GIVEN PASSAGE ->
----

Moore said tariff discussions make him nervous and he doesn’t like tax carve outs but Trump’s policies worked in his first term. He noted that the average family picked up $4,000-5,000 in income during the period, while losing major ground under Biden/Harris.
John Carney of Breitbart Business Digest concurred with Moore’s comments, agreeing that the evidence plainly proves these people wrong. Carney adds that these economists do not study how policy affects economics but specialize in small areas of study ill equipping them to handle policy effects. He likened it to a heart surgeon delivering babies. It’s out of their area of expertise. Carney said none of them had done any work on tariffs.
These professors just can’t stomach supply-side tax cuts or tariffs, he said. He believes that reciprocity is the new free trade and tariffs are the way to get to tariff-free free trade.
Larry Kudlow has been around long enough to remember when Japan was top dog in the world.
We remember when nearly all the top ten banks in the world were Japanese banks and land in Tokyo was selling by the square inch.
Kudlow said Ronald Reagan negotiated “voluntary restraint agreements” with Japan, similar to Trump’s tariff threats now. Eventually, the worm turned, the U.S. used supply side economics to make growth pop and Japan went into a decades long funk.

----

WHAT TO WORK ON ->
**A)** Decide whether each statement agrees with the tariff commentary, answering yes or no and quoting the words from the text that settle it: (i) Moore said families lost $4,000-5,000 in income during Trump's first term; (ii) Carney said none of the economists had done any work on tariffs; (iii) Kudlow said Ronald Reagan negotiated "voluntary restraint agreements" with Japan.
**B)** Carry on the tariff commentary, picking up right after its final sentence.
The data that follows comes from a separate source.

----

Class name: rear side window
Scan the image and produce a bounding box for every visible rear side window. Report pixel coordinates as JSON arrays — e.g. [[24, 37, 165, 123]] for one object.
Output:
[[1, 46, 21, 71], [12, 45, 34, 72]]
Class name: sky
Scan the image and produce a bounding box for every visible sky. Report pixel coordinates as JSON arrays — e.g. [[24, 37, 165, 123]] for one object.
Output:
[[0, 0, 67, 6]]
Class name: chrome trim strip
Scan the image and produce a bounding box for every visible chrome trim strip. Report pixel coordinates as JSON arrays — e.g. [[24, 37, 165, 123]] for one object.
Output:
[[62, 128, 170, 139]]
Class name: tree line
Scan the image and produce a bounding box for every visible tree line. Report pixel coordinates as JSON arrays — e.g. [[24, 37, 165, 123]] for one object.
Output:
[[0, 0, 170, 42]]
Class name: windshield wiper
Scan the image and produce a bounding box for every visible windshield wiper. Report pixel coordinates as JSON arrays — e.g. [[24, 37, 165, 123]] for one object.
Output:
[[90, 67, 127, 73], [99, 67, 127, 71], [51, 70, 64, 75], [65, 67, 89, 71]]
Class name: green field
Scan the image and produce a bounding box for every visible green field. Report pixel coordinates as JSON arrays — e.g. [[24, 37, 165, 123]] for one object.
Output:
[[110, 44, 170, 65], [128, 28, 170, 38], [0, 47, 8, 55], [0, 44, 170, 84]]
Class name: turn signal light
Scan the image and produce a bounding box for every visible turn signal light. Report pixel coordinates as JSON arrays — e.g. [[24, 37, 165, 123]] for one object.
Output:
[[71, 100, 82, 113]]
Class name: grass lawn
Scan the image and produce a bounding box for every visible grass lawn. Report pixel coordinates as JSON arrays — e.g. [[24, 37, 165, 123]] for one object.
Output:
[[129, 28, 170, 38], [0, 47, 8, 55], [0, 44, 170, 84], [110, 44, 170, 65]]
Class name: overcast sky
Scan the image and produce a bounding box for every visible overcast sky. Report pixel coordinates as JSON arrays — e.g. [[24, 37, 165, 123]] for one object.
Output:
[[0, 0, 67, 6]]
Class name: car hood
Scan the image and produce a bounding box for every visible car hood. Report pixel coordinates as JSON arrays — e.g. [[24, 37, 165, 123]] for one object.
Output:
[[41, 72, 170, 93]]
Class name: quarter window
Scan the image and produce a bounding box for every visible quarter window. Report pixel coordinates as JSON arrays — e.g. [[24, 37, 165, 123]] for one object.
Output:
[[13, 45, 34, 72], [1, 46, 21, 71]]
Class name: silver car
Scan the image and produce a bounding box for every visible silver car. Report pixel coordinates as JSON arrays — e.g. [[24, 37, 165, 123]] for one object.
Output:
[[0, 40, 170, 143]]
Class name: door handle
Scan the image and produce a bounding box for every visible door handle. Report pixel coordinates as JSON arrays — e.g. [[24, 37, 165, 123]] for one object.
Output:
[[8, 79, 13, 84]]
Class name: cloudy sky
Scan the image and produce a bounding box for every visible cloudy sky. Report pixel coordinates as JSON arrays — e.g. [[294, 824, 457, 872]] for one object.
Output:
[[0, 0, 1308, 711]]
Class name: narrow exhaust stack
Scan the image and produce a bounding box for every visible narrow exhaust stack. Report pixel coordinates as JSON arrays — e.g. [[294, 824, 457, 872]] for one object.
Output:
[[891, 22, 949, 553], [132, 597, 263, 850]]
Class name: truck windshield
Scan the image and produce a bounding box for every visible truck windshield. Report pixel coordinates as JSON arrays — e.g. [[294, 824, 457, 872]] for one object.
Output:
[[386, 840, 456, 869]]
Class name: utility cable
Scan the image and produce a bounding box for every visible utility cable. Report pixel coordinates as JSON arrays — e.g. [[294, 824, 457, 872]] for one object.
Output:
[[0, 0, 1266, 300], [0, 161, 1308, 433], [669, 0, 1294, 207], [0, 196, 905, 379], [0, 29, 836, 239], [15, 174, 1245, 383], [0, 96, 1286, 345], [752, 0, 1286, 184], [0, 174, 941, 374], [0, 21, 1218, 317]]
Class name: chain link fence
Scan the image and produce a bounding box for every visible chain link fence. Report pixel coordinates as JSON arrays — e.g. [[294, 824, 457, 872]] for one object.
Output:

----

ANSWERS TO EACH TASK ->
**A)**
(i) No: "the average family picked up $4,000-5,000 in income during the period"
(ii) Yes: "Carney said none of them had done any work on tariffs."
(iii) Yes: "Kudlow said Ronald Reagan negotiated “voluntary restraint agreements” with Japan"

**B)**
Unfortunately, these letter-signers don’t realize their shortcomings and are ripe for someone persuading them to yield to political leanings rather than economic fact.
Carney noted there are around 50 living Nobel economists, they all likely received the letter -- and half of them did not sign it.
The beef industry has seen the effects of negotiations with a number of countries over access and tariffs benefit our industry greatly.
Examples put forth about corn and beans are different but actually bolster Trump and USTR Robert Lighthizer’s contentions that tariffs get a country’s attention and provoke a response. China levied retaliatory tariffs on American corn and beans but since then continues to waive them. A country that needs something as much as China needs grains will not penalize its producers and consumers if the need is great enough.
Will they keep that up long-term? It is hard to tell with a state-controlled economy like theirs but if their animal agriculture needs the feed grains, they could keep waiving the tariffs for a long time.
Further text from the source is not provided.